- [PROMPT]: Do not copy the pictures. Write out the lines from the start of the entries through the line containing "Place one marker on each instance of the small house.".

========================================

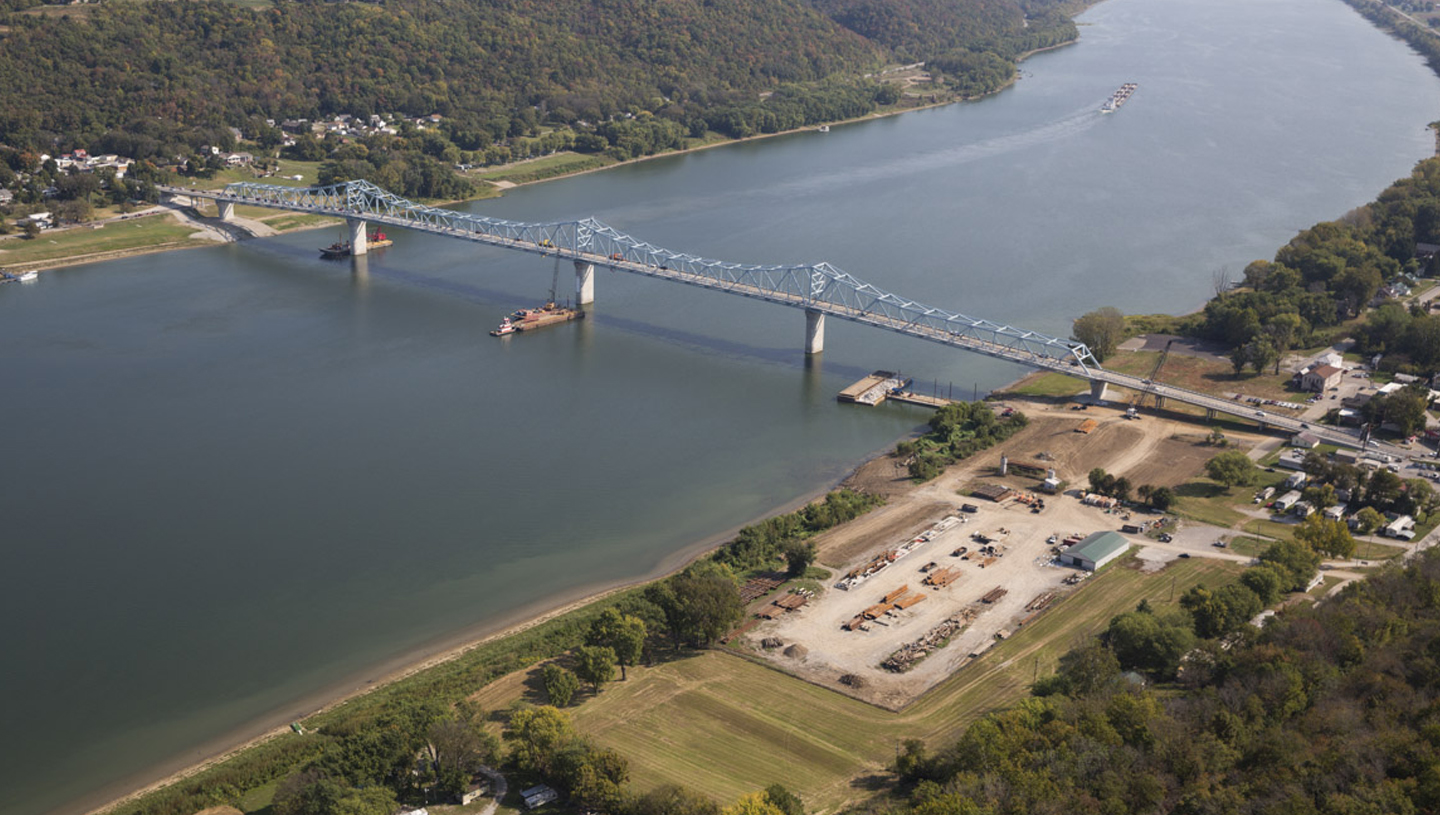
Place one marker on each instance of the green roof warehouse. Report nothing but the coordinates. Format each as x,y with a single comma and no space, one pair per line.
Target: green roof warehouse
1096,550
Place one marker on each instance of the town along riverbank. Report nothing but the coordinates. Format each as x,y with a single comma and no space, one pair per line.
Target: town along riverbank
326,465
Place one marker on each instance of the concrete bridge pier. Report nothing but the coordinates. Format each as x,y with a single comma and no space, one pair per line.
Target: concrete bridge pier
814,331
359,236
583,282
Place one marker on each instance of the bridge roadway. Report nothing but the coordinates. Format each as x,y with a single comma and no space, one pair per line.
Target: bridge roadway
882,311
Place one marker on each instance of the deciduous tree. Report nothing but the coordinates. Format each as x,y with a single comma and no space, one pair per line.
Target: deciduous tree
559,684
1102,330
1231,468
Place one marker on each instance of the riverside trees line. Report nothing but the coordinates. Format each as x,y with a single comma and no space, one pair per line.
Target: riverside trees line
357,758
509,79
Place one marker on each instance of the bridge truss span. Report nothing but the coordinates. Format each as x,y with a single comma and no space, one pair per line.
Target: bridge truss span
815,287
818,288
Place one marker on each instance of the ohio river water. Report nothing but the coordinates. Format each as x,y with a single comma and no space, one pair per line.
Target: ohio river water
239,475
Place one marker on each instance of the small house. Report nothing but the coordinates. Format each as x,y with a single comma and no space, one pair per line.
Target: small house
474,792
1290,498
1401,527
1321,377
1290,460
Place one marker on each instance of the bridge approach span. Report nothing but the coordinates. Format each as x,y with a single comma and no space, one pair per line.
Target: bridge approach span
820,288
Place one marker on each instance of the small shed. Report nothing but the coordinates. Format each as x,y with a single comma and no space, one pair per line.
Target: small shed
992,491
1096,550
1286,501
539,795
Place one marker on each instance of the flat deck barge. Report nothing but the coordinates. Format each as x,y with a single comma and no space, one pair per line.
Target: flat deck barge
886,385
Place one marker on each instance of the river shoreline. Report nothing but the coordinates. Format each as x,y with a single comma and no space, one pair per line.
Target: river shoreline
120,254
415,661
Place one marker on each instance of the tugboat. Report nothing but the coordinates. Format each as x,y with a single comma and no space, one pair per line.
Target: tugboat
547,314
1119,98
506,327
343,249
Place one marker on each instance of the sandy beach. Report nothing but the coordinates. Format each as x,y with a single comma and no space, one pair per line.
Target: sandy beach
406,664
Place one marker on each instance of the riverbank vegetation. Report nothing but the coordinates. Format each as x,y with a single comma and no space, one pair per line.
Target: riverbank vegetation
403,94
1328,709
363,752
958,431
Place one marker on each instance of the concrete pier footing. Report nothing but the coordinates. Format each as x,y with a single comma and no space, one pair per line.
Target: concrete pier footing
359,236
583,282
814,331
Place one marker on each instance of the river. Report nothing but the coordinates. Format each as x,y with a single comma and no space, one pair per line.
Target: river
241,477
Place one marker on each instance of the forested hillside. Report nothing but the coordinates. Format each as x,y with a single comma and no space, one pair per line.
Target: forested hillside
177,74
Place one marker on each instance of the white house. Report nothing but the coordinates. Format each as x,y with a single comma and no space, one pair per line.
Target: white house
1401,527
1286,501
1321,377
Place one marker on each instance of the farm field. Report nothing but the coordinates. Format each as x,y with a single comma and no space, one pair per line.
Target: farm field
725,726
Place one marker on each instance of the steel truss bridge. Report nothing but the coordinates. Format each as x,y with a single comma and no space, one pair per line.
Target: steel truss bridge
818,288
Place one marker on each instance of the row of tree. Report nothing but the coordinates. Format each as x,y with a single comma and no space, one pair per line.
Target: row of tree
1119,487
1325,710
958,431
758,546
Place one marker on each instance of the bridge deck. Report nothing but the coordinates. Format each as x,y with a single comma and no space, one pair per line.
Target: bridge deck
820,288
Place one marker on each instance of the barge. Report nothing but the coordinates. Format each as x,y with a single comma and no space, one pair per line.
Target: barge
343,249
1121,95
532,318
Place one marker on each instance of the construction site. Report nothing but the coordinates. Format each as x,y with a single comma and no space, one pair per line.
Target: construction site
932,581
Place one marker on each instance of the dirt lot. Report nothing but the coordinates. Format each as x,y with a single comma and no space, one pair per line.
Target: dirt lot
1148,451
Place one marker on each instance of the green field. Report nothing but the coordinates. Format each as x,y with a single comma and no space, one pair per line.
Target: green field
141,232
546,167
726,726
1049,385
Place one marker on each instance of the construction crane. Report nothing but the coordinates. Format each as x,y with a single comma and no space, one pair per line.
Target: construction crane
1132,411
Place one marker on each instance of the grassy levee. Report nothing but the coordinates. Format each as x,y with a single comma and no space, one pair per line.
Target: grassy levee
726,726
121,236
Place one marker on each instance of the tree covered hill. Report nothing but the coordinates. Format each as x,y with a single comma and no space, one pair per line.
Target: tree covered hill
494,68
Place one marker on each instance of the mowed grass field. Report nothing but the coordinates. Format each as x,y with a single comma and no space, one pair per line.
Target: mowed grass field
726,726
143,232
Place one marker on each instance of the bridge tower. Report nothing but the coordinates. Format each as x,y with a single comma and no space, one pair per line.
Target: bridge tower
583,282
359,236
814,331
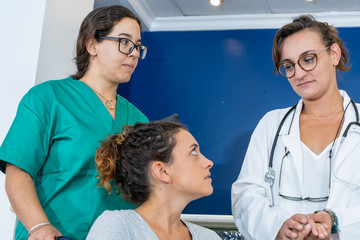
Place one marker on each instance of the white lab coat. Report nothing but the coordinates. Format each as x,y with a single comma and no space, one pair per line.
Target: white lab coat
250,194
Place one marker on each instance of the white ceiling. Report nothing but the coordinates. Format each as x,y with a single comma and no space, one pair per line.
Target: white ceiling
180,15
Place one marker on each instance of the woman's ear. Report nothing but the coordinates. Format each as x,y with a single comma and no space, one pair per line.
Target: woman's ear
91,46
161,171
335,53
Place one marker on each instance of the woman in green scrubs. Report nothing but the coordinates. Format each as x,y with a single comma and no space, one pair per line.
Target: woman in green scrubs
48,153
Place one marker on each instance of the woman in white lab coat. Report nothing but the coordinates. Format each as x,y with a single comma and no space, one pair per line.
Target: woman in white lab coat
310,187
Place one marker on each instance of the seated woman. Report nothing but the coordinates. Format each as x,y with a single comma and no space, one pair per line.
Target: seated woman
159,166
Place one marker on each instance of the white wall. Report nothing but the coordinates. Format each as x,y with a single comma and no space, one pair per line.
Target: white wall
37,44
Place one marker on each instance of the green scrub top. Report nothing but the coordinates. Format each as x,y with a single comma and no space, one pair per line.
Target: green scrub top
57,129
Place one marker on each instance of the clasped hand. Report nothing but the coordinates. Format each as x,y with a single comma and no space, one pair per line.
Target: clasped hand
306,226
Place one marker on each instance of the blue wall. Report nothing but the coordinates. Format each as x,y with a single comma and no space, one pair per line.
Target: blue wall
220,83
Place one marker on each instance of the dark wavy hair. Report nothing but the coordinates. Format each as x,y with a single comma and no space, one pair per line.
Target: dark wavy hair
328,34
97,23
126,157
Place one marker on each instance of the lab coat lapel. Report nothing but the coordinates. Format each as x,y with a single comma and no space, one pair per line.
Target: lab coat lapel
292,142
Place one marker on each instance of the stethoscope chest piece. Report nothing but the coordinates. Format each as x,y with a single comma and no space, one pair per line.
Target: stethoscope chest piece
270,176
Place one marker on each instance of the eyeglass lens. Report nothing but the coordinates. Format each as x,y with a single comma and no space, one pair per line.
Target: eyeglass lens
307,62
126,46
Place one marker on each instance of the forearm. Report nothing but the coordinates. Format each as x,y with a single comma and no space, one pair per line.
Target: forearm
22,194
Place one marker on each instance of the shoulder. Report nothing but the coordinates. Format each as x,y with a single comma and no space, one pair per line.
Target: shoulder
109,225
46,89
201,233
135,115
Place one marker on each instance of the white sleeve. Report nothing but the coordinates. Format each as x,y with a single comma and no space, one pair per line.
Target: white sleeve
349,222
250,205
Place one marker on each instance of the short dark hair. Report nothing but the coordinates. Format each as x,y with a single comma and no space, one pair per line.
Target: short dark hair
97,23
126,157
328,34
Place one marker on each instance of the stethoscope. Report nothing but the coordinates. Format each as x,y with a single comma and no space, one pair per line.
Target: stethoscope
270,174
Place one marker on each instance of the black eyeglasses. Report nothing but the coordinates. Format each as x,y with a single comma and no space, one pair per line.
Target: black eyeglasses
307,63
126,46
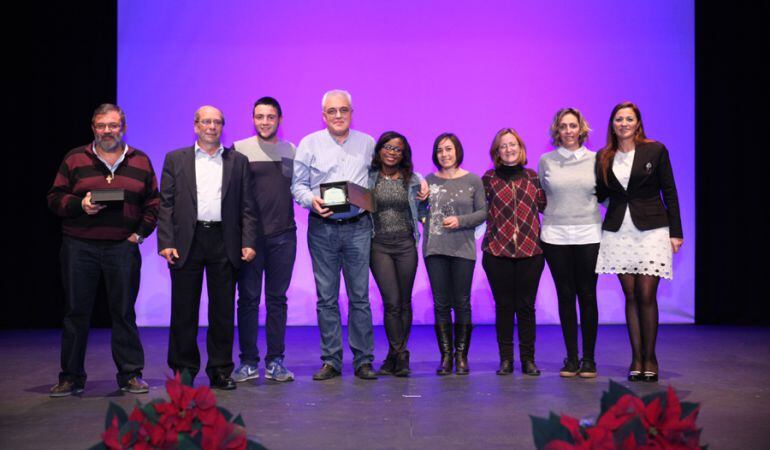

========================================

- [SOLUTION TO THE EXERCISE]:
Place one marker on each instance of the green roof warehouse. Report nothing but the coordinates. Format each as x,y with a single comma and no space, one pair per line.
Target: green roof warehouse
1096,550
Place one marker on each instance of the town along riverbank. Report nothing but the coordinates. Format each as x,y with a single comma and no space, one pair per line.
Target: town along riverbank
326,465
Place one marker on each instance of the concrete bridge pier. Report nothing but the coordinates. Format each as x,y with a single comma and no space, one pair per line.
Target: concrete bridge pier
814,331
359,236
583,282
Place one marker on each instance of the bridge roadway. Report nothing but the coordinates. Format each as x,y with a single comma and no space, one pair per line.
Target: bridge roadway
882,311
Place one marker on each instance of the deciduous tree. Report nothing but the coordinates. Format each as x,y with a single comma and no space, one pair per line.
Target: deciduous tree
559,684
1102,330
1231,468
Place one marker on each instance of the riverside trees line. Report nothing but the coordinates. Format each as x,y with a single comma and no space, one pair per line.
Target: riverside trees line
357,758
509,79
Place one marker on each instance of the bridge truss span. Report nothing but the coordinates. Format each as x,y with a single comma and no space, one pair per line.
Target: bridge truss span
815,287
818,288
Place one marker on each instance of the ohio river water. Report nothing but the coordinates. Format each as x,y with a single comma and no space, one pair per line.
Target: ohio river water
239,475
Place one marker on each instance of the small house. Report nothing but the coordinates. Format each as x,y with a single comma and no space, one pair per line.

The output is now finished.